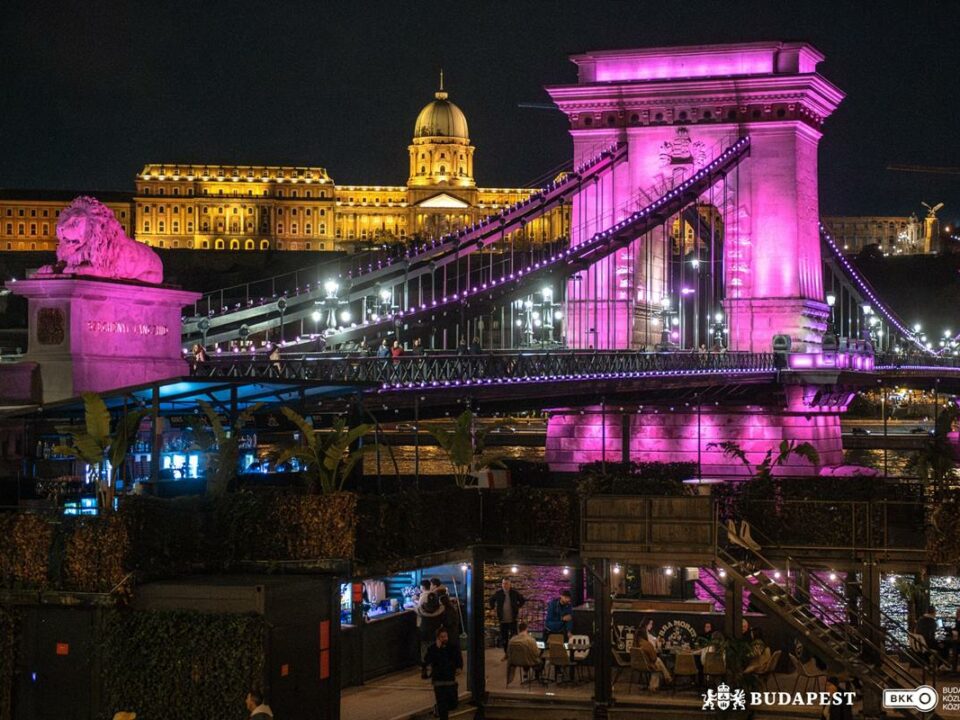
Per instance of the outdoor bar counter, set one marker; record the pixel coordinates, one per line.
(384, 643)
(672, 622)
= = = = = = =
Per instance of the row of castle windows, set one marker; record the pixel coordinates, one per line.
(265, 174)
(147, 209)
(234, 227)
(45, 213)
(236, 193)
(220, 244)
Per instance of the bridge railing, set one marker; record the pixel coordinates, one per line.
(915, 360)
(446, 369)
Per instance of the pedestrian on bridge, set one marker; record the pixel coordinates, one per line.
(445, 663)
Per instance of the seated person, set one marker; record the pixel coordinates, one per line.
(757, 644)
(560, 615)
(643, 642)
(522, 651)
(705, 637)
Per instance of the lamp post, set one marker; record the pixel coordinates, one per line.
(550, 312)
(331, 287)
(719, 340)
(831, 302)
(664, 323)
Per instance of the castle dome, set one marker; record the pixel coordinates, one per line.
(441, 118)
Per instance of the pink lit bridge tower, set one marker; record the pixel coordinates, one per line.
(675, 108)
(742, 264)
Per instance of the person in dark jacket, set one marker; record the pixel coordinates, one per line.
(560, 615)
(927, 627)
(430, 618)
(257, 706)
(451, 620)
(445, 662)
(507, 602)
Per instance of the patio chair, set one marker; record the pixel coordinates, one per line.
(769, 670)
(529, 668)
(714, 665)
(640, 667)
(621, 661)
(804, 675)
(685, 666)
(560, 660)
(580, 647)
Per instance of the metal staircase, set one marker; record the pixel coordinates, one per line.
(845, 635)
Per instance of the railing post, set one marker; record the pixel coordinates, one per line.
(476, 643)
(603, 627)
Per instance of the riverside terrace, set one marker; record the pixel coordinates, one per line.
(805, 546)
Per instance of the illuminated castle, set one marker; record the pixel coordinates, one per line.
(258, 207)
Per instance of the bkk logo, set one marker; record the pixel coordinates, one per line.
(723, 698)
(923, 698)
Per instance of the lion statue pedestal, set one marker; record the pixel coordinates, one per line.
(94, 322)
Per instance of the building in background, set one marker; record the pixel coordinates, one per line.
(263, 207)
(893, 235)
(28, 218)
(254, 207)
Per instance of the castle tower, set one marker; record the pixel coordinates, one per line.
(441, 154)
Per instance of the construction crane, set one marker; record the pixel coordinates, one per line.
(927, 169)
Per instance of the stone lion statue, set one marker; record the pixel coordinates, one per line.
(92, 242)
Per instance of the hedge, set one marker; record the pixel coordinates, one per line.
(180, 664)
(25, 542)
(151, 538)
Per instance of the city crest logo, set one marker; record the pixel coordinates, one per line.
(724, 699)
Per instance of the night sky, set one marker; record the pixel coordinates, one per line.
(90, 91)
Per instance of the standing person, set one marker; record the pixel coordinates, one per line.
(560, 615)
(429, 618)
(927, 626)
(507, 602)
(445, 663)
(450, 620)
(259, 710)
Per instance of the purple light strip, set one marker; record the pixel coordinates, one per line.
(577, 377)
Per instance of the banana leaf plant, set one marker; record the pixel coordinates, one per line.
= = = = = = =
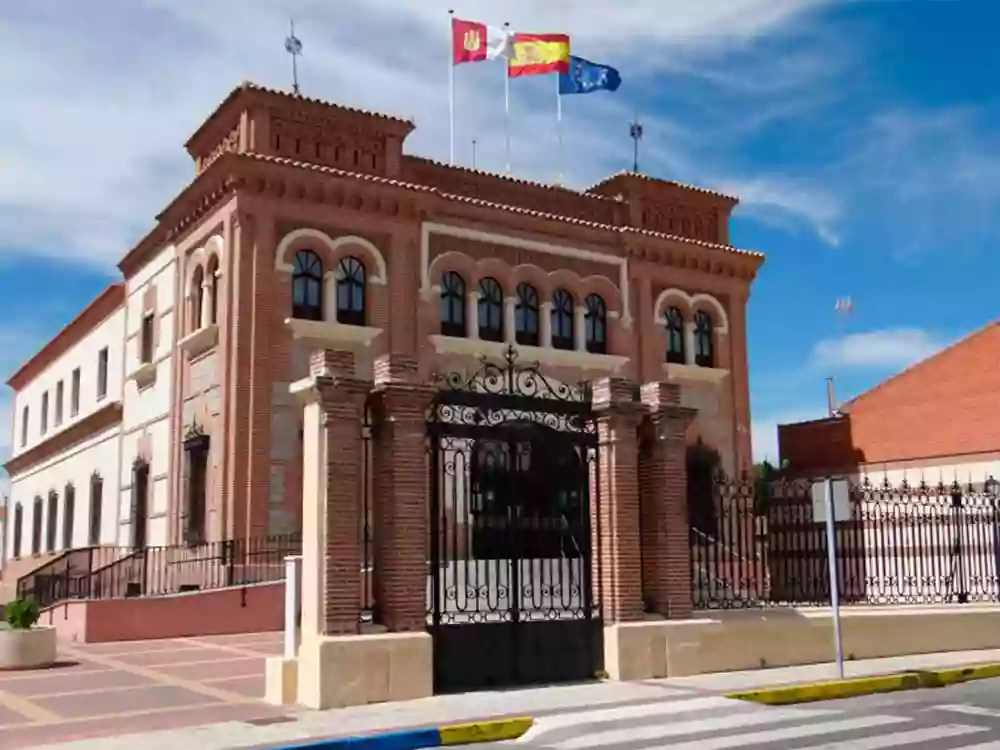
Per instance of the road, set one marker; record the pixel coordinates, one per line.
= = = = = = =
* _REQUEST_
Pull out every line in the listing above that contains the word "bridge" and copy each one in full.

* _RESPONSE_
Per instance of the bridge railing, set one marker; record the pixel coordinates, one per line.
Per instance of the pedestrian on bridge, set one marker; record the pixel coordinates, one per line.
Per instance of the pink lit bridge tower, set one marker; record the pixel coordinates, one per line.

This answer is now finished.